§ **Problem to work on**
Carry on the passage below about nuclear power's safety record, picking up after its final sentence.
**** Page excerpt
However, he says that the “containment structure” at Three Mile Island “worked as designed and the accident had no immediate health effects. There was a lot of worry about long-term effects from the radiation released, but scientists later found little evidence of them. The damage to perception, however, had been done.”

Regarding Chernobyl, he says the disaster “was not an inevitability, but the product of a defective reactor design and a defective political system”. The number of deaths linked to the disaster range from 4,000 to 16,000.

Just this week, a Japanese court ruled that the 2011 Fukushima nuclear disaster was preventable. The event occurred when a tsunami wave overtopped existing barriers. The court said that the government could have taken measures to protect the site, based on expert assessments available in 2002 that indicated the possibility of a tsunami of more than 15 metres.

There were no deaths from radiation exposure in the immediate aftermath of the incident, though there were deaths linked to the evacuation process. In 2015, the number of thyroid cancers or detections of developing thyroid cancers in Fukushima Prefecture numbered 137.

However, it seems as yet still unclear whether these incidences of cancer are elevated above the rate in uncontaminated areas and therefore due to exposure to nuclear radiation. By 2018, one cancer death had been linked to radiation.

The choice between dirty fossil fuels and replacing them with nuclear power is something of a grim numbers game. Powell says in his book that coal power is “vastly more dangerous than nuclear”. From the 1960s to 2020, “tens of millions have died from burning coal – mainly from cancer-causing particles” while nuclear power has “cost at most several thousand lives”. Coal has caused “about 30 deaths per terawatt-hour” while nuclear caused about 0.1 deaths.

People who want to ban nuclear power, Powell says, are “in effect choosing a known and deadly killer, coal, over a technology [that’s] been proven to be much safer, and instead of destroying the world, might save it”. He also believes that millions of lives will be lost to global warming throughout the 21st century – compared to thousands of lives that might be lost to nuclear power accidents.

What about disposal of nuclear waste? Powell says that “if all the electricity an average American used in a lifetime” came from coal then “the resulting waste would weigh 136,000 pounds. But if the same amount of power had come from nuclear energy, the waste would weigh about two pounds and … fit in a soda can”. There have only been a “handful of incidents resulting from waste disposal and none had any health effects”, Powell claims.
********
**** Listed entries
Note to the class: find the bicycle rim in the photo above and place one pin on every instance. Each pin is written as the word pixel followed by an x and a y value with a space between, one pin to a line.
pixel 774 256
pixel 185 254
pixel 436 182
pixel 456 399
********
§ **Result of this task**
Waste, he admits, is an issue we need to worry about, and closely monitor, but it is “not a reason to forgo nuclear energy”. The “storage problem”, he insists, can be “solved”. His claims may do little, however, to overcome pubic fears surrounding nuclear waste, disposal and storage, given that radioactive material can remain hazardous for thousands of years.

Powell says there is a common belief that nuclear power is “so controversial” that expanding it is “impossible politically”. However, he adds that with little action on global warming under way that position is a “self-fulfilling and dangerous prophecy”.

A “nuclear solution” to global warming, Powell insists, is not only “feasible but necessary”.

He also points out that when Sweden’s reactors were “at their peak”, the country introduced a carbon tax, while getting rid of most other energy taxes thereby “increasing the incentive for companies to move to low-carbon sources” like nuclear and renewables.

Powell’s solutions will make difficult reading for many, and large swathes of the environmental movement will see his talk of atomic power as a solution to climate change as heresy.

However, even a cursory reading of his book shows that this is a man who truly believes that history will judge us harshly unless we take the hard paths necessary right now and do everything within our power to tackle climate change. At the very least there should be a debate around his suggestion that we explore the “nuclear option”.

“I think it’s time for scientists to get up from the lab bench and speak out,” he says.

“I want my grandchildren to be able to say ... he did something. He tried to do something.”